[Problem statement] Could the data underneath be repeated exactly, in full?
[Opening Records shown section]
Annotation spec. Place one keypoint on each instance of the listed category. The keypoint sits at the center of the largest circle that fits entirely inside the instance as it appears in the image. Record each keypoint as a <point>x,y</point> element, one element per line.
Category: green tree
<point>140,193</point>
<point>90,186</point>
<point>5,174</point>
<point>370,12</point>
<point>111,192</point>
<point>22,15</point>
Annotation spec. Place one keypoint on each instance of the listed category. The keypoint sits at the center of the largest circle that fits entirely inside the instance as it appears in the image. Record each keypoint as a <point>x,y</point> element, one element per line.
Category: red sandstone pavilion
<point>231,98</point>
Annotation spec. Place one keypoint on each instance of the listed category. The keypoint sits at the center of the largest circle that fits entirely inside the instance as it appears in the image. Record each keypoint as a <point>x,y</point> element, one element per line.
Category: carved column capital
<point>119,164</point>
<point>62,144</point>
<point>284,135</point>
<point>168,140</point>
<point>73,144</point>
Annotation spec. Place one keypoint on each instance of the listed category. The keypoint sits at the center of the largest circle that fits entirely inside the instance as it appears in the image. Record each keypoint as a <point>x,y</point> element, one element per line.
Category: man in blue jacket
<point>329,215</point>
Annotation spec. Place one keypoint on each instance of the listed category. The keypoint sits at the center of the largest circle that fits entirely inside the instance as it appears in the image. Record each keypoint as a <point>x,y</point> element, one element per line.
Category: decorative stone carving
[Closing Records shown section]
[Reply to the exercise]
Annotation spec. Place one keypoint on each instance of the listed category. The keypoint sits at the center of the largest circle that fits entirely inside the instance as it appears in the image. Record each keypoint as a <point>x,y</point> element, one element per line.
Category: green tree
<point>140,193</point>
<point>90,186</point>
<point>5,174</point>
<point>370,12</point>
<point>111,192</point>
<point>22,15</point>
Annotation spec. Place one keypoint on each instance of the listed category. The keypoint sits at the center of the largest circle that fits entirely inside the instance as it appears in the image. Record each keypoint as a <point>x,y</point> element, one element per line.
Category: red sandstone pavilion
<point>231,98</point>
Annotation spec. Place one keypoint on each instance of the listed category. The keypoint sits at the center of the largest circle that fits entirely inside the instance as it appears in the image. Record each keypoint as a <point>x,y</point> element, one element per line.
Category: carved column capital
<point>119,164</point>
<point>62,144</point>
<point>284,135</point>
<point>168,140</point>
<point>73,144</point>
Annotation spec. Place one keypoint on each instance of the listed category. The keypoint sits at the center of the largest circle that fits entirely inside the instance as it appears in the image. Record each keypoint as a <point>x,y</point> element, one element per line.
Category: man in blue jacket
<point>329,215</point>
Annotation spec. Place one keypoint on each instance of the listed category. The keypoint sits at the center of the largest circle that fits entirely inside the instance as it appears in the image. Record each keypoint as a <point>x,y</point> element, one element per line.
Category: decorative stone carving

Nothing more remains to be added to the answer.